### PROMPT
Output the following lines verbatim, with nothing changed.

** Begin **

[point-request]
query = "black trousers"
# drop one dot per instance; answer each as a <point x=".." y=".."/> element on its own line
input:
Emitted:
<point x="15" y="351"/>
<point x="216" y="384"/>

** End **

### WRITTEN REPLY
[point-request]
query = "black trousers"
# drop one dot per instance; answer each as a <point x=".." y=".."/> element on its own line
input:
Emitted:
<point x="15" y="351"/>
<point x="216" y="384"/>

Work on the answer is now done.